### Parts of the exercise
**1.** Reproduce word for word the part of the abamectin text starting with "Abamectin is a mixture" and going on through "tremors, and coma .".
**2.** In the abamectin text, what was the NOEL in the 1-year study with dogs?

### Document section
Thursday, January 21, 2010


Abamectin is a mixture of avermectins containing > 80% avermectin B1a and <>


Abamectin is used to control insect and mite pests of a range of agronomic, fruit, vegetable and ornamental crops, and it is used by homeowners for control of fire ants. Abamectin is also used as a veterinary antihelmintic. Resistance to abamectin based antihelmintics, although a growing problem, is not as common as to other classes of veterinary antihelmintics.


Abamectin is a highly toxic material, however most formulated products containing abamectin are of low toxicity to mammals. Emulsifiable concentrate formulations may cause moderate eye irritation and mild skin irritation. Symptoms of poisoning observed in laboratory animals include pupil dilation, vomiting, convulsions and/or tremors, and coma .

Abamectin acts on insects by interfering with neural and neuromuscular transmission. It acts on a specific type of synapse located only within the brain and is protected by the blood-brain barrier. However, at very high doses, the mammalian blood-brain barrier can be penetrated, causing symptoms of CNS depression such as incoordination, tremors, lethargy, excitation and pupil dilation. Very high doses have caused death from respiratory failure.

Abamectin is not readily absorbed through skin. Tests with monkeys show that less than 1% of dermally applied abamectin was absorbed into the bloodstream through the skin . Abamectin does not cause allergic skin reactions.

The amount of a chemical that is lethal to one-half (50%) of experimental animals fed the material is referred to as its acute oral lethal dose fifty, or LD50. The oral LD50 for abamectin in rats is 11 mg/kg, and in mice range from 14 to > 80 mg/kg. The dermal LD50 for technical abamectin on rats and rabbits is > 330 mg/kg. The oral LD50 for the product Affirm 0.011% Fire Ant Bait in rats is > 5,000 mg/kg, and its dermal LD50 on rabbits is > 2,000 mg/kg. The oral LD50 for the 1.8% w/v Abamectin EC product in rats is 300 mg/kg, and the dermal LD50 for this product on rabbits is > 2,000 mg/kg .


In a 1-year study with dogs given oral doses of 0, 0.25, 0.5, or 1 mg/kg/day, there were no changes in tissue at any dose level. However, some dogs at the 0.5 and 1 mg/kg/day levels had pupillary dilation, weight loss, lethargy, tremors and recumbency. The NOEL for this study was 0.25 mg/kg/day. Similar results were seen in a 2-year study with rats fed 0, 0.75, 1.5, or 2 mg/kg/day. No changes in the nervous or muscular systems were observed, but rats in all the dosage levels exhibited body weight gains significantly higher than the controls. A few individuals in the high dose group exhibited tremors .

When mice were fed 8 mg/kg/day, the highest dose tested, for 94 weeks, the males developed dermatitis and changes in blood formation in the spleen, while females exhibited tremors and weight loss.

### Dataset content
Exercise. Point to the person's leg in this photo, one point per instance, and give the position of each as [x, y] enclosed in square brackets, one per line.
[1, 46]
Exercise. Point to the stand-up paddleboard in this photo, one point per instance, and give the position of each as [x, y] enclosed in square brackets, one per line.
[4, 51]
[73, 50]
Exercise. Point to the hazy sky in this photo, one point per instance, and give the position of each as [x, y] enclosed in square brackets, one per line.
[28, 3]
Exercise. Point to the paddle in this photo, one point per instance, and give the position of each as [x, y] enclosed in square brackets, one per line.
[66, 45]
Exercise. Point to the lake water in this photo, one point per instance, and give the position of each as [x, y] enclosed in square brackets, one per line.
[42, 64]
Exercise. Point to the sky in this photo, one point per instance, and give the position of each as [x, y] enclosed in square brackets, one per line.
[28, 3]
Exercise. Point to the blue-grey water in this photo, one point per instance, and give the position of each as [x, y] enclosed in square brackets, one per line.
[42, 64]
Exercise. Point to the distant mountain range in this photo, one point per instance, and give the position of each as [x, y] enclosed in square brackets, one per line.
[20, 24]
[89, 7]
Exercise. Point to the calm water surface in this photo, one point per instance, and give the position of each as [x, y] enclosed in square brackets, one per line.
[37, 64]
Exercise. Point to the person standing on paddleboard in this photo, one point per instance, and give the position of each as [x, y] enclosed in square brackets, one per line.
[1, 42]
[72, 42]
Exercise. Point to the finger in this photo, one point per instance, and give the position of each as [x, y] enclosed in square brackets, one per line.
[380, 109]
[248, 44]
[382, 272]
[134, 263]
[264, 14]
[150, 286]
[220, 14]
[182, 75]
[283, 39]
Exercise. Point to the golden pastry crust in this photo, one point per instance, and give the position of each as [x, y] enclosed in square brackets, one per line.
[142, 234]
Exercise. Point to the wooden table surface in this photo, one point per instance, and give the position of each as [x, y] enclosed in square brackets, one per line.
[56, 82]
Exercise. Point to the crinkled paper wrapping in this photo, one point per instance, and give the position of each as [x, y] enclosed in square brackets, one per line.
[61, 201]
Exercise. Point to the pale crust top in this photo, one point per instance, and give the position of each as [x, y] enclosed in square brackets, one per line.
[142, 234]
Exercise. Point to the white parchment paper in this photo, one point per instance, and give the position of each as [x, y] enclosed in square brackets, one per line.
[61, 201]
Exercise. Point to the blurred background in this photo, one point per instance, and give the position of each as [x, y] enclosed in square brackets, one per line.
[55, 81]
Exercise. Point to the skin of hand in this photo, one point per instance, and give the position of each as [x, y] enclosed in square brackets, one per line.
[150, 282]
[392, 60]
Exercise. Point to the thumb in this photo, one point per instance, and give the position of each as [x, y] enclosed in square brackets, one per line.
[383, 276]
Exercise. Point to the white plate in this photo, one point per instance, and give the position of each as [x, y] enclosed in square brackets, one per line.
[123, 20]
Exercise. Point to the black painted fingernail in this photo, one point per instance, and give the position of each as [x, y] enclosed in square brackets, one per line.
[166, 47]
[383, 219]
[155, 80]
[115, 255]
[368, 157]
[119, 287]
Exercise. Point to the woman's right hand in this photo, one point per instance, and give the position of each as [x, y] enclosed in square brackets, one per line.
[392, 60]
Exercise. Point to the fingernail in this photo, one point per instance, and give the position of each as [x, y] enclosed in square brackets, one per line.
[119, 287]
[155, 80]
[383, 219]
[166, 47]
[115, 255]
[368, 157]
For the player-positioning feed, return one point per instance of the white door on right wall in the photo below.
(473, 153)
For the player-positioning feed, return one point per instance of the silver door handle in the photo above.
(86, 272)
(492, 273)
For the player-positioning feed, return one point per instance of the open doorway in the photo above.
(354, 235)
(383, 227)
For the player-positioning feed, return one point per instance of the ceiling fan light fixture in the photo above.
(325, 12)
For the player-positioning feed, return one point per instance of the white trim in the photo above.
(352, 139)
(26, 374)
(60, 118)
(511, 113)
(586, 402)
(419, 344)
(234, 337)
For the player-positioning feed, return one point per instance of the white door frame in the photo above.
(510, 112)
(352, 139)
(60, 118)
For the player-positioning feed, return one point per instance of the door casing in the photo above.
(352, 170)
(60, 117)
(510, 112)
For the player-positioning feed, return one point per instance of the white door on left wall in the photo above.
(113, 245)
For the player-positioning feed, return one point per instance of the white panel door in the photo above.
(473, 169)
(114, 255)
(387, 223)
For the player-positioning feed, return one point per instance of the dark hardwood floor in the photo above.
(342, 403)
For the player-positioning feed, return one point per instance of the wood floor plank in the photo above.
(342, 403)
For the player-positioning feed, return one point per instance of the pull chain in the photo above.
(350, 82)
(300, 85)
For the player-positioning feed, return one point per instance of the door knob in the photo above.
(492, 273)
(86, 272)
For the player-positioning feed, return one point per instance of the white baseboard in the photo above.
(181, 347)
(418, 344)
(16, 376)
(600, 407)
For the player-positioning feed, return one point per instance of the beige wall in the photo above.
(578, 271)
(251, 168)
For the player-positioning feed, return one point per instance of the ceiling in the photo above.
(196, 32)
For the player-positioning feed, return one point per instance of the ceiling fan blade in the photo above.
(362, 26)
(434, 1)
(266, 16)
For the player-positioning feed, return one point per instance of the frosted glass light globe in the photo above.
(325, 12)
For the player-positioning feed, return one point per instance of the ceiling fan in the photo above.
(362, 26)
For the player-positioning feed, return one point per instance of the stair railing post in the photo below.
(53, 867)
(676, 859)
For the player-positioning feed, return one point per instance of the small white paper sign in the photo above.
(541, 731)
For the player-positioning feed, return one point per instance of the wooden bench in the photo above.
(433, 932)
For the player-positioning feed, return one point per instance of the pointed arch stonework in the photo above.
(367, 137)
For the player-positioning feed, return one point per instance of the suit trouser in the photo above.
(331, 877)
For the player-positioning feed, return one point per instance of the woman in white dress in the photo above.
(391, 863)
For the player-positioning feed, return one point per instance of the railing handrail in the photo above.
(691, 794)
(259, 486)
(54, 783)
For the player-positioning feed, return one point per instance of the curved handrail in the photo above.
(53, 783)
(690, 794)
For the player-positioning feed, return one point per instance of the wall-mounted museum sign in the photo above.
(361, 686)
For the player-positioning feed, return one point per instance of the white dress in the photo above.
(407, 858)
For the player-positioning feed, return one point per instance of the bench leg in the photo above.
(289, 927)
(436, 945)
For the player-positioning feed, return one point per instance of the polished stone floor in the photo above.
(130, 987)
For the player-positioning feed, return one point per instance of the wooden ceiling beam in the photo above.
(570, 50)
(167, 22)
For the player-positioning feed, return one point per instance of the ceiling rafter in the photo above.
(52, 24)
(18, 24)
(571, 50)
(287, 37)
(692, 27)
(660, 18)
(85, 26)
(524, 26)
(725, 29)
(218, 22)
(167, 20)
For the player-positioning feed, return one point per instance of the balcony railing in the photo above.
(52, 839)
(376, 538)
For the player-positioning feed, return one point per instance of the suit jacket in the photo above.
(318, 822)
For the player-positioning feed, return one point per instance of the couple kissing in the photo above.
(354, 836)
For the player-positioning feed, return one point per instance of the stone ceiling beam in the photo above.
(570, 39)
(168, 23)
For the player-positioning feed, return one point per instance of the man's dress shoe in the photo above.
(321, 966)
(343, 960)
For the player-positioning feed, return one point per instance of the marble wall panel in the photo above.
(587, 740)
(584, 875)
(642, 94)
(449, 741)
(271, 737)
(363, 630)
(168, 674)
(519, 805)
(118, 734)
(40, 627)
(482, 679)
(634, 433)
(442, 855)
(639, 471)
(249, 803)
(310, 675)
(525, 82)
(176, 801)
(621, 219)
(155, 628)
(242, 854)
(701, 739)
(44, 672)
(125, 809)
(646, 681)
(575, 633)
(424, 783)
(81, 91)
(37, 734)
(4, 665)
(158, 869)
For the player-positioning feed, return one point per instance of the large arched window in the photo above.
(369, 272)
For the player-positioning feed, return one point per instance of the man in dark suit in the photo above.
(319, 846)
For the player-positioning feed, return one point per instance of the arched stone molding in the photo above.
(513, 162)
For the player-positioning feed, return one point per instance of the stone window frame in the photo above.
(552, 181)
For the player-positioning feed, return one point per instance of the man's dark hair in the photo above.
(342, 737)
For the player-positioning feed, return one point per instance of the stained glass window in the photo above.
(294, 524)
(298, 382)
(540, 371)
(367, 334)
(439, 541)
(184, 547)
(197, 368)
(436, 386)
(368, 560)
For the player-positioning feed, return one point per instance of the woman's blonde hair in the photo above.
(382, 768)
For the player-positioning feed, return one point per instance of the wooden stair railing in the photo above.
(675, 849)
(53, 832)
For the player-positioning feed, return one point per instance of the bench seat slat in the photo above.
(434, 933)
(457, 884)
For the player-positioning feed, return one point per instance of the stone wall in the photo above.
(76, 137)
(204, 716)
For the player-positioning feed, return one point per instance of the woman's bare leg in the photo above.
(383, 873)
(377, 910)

### Answers for this exercise
**1.**
Abamectin is a mixture of avermectins containing > 80% avermectin B1a and <>


Abamectin is used to control insect and mite pests of a range of agronomic, fruit, vegetable and ornamental crops, and it is used by homeowners for control of fire ants. Abamectin is also used as a veterinary antihelmintic. Resistance to abamectin based antihelmintics, although a growing problem, is not as common as to other classes of veterinary antihelmintics.


Abamectin is a highly toxic material, however most formulated products containing abamectin are of low toxicity to mammals. Emulsifiable concentrate formulations may cause moderate eye irritation and mild skin irritation. Symptoms of poisoning observed in laboratory animals include pupil dilation, vomiting, convulsions and/or tremors, and coma .

**2.** 0.25 mg/kg/day